__WHAT YOU SHOULD DO__.
Print the line containing "point: arbas sign" and each line after it through the end, please, with nothing added.

(Records from a dataset)
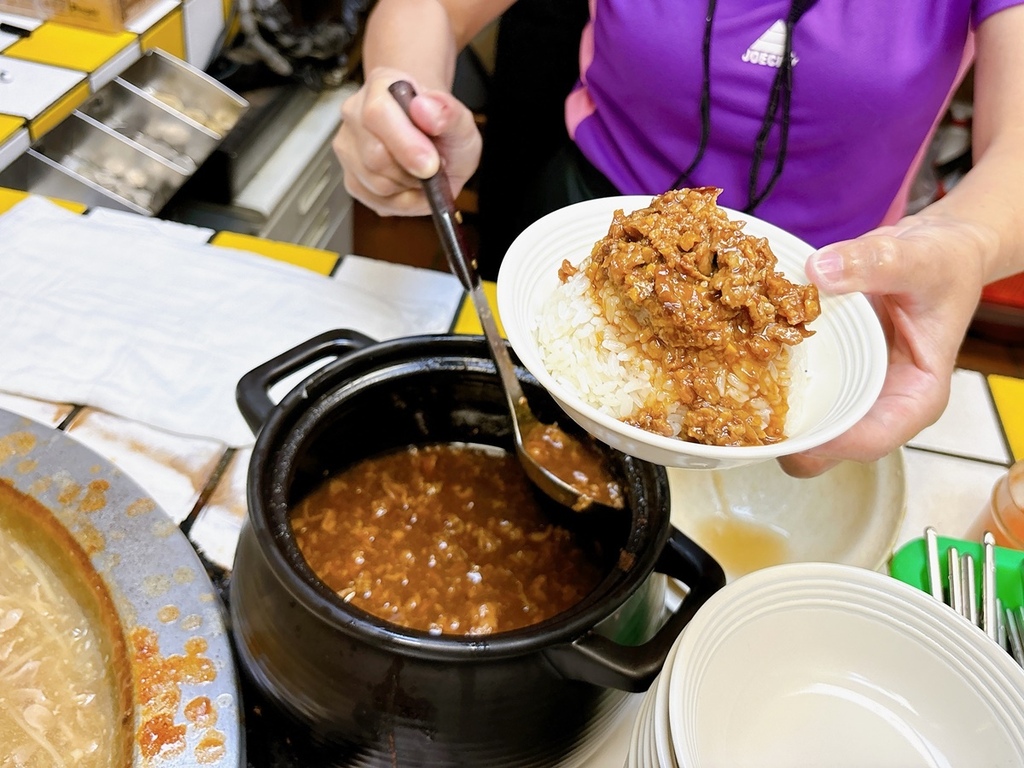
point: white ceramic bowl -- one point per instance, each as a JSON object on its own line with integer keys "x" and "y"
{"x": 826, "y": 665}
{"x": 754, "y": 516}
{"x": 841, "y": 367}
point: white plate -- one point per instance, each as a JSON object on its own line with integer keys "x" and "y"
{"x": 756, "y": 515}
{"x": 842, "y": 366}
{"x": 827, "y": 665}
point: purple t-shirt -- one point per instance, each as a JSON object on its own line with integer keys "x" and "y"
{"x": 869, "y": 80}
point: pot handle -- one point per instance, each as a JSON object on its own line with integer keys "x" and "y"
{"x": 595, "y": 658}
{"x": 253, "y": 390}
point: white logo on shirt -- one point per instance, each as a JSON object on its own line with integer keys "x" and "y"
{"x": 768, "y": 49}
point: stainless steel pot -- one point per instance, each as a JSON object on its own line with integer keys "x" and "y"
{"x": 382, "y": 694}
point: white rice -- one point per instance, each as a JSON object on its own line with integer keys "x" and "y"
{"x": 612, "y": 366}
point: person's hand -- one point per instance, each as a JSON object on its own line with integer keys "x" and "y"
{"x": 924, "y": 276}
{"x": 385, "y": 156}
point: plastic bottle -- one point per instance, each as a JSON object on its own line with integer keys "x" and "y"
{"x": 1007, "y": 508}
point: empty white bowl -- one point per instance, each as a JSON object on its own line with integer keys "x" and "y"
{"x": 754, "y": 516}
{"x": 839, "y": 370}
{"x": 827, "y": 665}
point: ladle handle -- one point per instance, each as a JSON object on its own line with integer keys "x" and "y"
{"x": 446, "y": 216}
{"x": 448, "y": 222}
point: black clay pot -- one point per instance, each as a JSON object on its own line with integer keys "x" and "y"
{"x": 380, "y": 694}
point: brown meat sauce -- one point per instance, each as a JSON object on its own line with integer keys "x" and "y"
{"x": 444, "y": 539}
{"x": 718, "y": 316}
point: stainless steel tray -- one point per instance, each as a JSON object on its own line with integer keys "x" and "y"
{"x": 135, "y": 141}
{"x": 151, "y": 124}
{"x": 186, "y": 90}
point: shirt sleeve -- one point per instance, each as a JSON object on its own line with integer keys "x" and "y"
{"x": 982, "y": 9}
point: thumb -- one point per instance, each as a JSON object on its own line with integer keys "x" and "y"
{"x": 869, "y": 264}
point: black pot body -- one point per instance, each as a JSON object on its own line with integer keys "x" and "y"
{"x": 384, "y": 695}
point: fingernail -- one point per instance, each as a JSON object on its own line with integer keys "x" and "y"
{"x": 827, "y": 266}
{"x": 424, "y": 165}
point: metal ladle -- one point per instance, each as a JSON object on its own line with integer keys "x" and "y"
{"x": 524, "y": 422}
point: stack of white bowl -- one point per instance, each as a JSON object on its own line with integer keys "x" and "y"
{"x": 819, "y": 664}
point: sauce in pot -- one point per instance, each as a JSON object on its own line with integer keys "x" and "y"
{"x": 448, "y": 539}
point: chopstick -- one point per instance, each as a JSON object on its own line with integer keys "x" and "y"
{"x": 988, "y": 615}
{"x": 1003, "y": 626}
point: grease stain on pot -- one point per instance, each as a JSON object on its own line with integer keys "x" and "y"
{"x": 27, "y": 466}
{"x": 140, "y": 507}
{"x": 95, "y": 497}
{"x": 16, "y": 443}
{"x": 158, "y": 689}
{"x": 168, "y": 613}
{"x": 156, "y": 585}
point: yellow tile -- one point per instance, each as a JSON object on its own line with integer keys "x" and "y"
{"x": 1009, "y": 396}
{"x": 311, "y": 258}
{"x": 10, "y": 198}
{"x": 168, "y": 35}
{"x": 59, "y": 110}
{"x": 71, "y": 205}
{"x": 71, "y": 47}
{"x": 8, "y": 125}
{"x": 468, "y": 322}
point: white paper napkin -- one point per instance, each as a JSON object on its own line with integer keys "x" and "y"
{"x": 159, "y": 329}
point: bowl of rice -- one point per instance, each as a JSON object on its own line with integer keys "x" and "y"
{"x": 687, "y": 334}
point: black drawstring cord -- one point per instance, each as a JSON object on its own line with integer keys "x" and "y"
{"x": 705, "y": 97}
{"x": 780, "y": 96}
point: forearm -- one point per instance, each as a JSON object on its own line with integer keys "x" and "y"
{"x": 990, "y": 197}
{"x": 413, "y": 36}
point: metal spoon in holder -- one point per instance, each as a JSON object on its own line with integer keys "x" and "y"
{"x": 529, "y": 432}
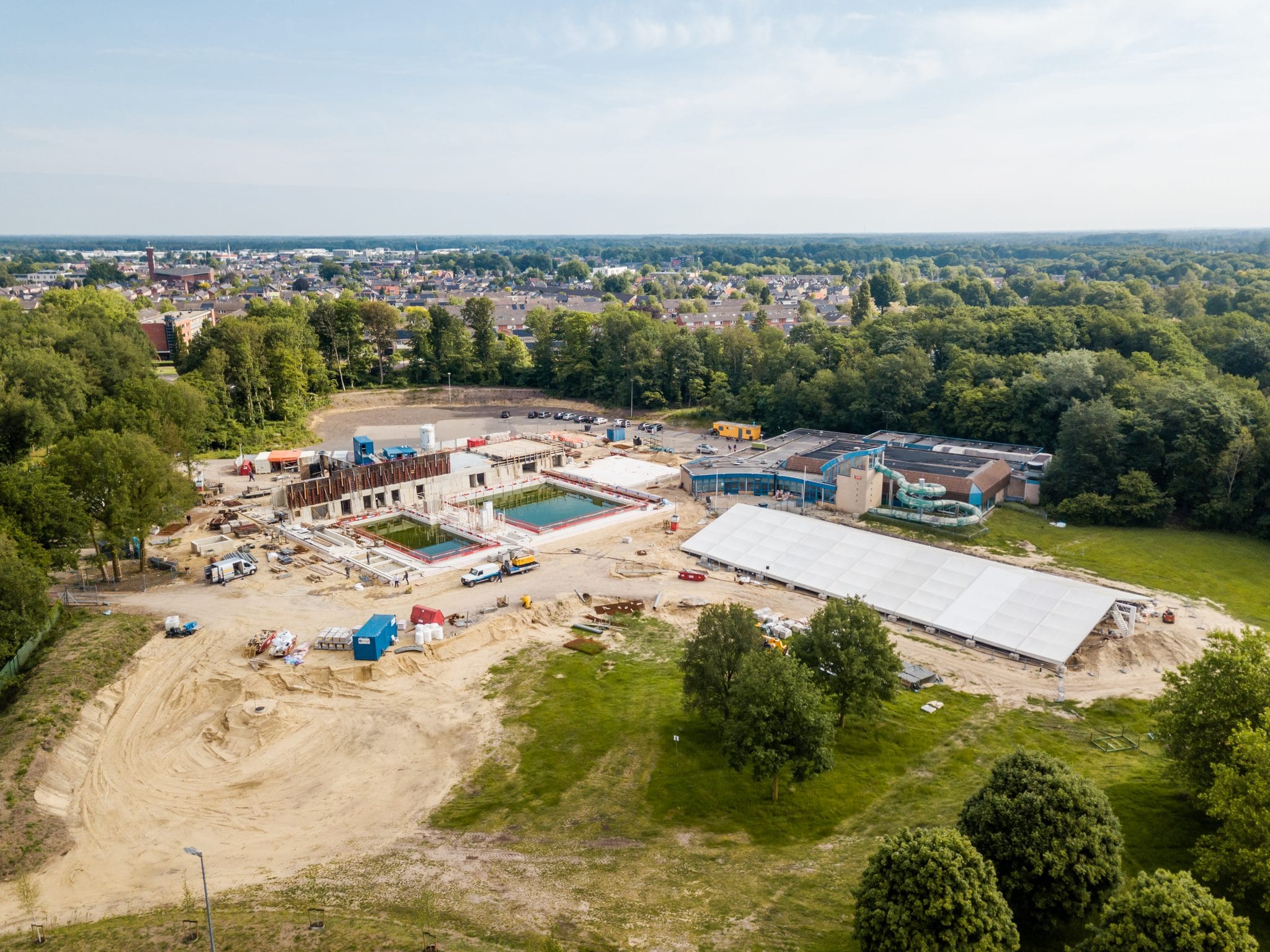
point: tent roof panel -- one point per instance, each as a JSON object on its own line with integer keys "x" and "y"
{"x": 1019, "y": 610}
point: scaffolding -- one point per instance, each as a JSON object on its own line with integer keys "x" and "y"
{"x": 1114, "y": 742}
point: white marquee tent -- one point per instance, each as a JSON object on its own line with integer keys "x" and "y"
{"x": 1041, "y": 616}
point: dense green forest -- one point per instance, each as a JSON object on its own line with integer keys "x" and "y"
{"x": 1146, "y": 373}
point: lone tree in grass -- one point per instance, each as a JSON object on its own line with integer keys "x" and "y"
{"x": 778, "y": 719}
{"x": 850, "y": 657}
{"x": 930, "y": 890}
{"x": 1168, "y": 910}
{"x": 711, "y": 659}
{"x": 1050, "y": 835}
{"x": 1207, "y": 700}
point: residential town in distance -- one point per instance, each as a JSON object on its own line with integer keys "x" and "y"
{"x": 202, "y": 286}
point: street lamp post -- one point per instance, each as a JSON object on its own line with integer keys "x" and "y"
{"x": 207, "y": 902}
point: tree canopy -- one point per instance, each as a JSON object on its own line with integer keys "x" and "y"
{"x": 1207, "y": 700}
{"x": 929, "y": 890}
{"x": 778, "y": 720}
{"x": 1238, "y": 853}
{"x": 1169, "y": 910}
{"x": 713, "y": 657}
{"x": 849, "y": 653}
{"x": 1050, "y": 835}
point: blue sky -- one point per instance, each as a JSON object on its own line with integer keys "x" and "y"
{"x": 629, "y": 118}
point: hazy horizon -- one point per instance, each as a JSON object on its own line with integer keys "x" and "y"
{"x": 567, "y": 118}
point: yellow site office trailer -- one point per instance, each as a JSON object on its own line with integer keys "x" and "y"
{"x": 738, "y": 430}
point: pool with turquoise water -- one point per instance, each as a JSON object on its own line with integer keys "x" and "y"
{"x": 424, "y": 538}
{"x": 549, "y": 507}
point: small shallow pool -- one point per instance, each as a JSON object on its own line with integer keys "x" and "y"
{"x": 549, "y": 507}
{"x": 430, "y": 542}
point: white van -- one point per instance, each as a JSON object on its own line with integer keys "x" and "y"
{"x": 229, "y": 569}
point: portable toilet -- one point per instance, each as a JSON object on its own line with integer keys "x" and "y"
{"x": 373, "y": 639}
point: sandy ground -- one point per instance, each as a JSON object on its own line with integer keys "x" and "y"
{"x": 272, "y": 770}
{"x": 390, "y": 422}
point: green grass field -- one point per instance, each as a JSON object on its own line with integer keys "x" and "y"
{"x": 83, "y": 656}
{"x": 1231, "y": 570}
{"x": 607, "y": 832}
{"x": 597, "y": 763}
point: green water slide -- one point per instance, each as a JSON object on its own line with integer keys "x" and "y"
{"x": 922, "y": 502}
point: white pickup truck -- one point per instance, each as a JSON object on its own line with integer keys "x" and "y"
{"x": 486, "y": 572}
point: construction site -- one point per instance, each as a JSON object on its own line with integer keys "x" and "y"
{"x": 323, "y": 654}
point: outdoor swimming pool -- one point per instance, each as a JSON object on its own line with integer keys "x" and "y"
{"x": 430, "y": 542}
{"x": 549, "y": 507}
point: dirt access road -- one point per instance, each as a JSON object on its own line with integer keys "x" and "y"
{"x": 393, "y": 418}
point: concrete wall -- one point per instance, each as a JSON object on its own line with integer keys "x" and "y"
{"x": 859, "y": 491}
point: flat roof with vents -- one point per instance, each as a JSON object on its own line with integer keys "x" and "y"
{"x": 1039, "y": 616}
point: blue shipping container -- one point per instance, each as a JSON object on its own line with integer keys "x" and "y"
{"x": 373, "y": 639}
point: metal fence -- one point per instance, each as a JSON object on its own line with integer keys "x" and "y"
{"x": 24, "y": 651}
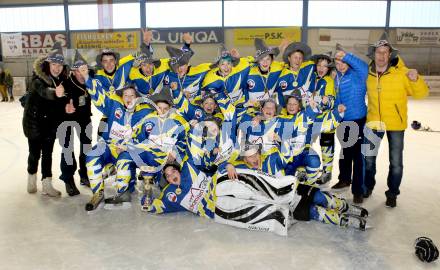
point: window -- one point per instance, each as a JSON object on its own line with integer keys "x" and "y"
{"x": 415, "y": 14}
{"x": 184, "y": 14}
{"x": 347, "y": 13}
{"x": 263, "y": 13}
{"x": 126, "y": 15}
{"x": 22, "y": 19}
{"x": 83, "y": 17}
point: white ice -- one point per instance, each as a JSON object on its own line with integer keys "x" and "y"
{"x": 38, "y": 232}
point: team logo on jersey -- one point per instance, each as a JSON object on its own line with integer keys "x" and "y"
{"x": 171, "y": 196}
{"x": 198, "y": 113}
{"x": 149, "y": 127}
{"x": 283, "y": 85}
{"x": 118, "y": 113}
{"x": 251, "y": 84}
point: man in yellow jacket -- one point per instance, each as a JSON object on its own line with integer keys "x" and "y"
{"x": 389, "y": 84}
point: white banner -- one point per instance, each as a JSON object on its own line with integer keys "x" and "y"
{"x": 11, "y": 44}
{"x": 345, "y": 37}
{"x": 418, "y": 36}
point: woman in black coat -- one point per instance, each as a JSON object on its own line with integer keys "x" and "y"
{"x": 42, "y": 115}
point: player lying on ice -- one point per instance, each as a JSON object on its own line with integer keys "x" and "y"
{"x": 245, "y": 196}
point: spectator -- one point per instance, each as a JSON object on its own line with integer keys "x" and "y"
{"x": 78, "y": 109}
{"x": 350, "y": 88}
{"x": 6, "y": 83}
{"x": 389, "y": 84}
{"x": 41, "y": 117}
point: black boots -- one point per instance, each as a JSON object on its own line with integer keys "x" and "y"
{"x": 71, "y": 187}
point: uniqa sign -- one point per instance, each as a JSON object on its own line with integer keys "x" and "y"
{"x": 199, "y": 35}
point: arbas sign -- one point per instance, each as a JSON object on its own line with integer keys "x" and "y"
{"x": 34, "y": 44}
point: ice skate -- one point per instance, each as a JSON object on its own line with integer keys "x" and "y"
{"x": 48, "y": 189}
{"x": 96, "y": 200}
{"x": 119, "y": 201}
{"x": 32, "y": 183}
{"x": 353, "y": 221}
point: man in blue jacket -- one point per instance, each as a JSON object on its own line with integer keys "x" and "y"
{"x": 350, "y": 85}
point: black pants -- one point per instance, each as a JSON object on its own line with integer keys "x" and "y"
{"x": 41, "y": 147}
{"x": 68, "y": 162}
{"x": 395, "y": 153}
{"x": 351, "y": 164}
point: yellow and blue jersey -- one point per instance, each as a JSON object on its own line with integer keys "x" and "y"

__ANSWER TO THIS EXERCISE__.
point: arbas sign -- one point per instance, each as a JSON object on its own line with integer keys "x" and "y"
{"x": 34, "y": 44}
point: ice skate -- one point per instance, each as a JSON object on its own line with integer keys "x" and "y"
{"x": 48, "y": 189}
{"x": 96, "y": 200}
{"x": 119, "y": 201}
{"x": 32, "y": 183}
{"x": 353, "y": 221}
point: man in blue jacket -- one point per instance, each as a JSON object on its own line with integer keys "x" and "y"
{"x": 350, "y": 85}
point: black pants -- one point per instance, each as a JSON object on its own line with integer keys "x" and "y"
{"x": 41, "y": 147}
{"x": 68, "y": 162}
{"x": 395, "y": 153}
{"x": 351, "y": 164}
point: yellow and blue jersey -- one point per instance, each as a JSON object on its own line with integer keys "x" and "y"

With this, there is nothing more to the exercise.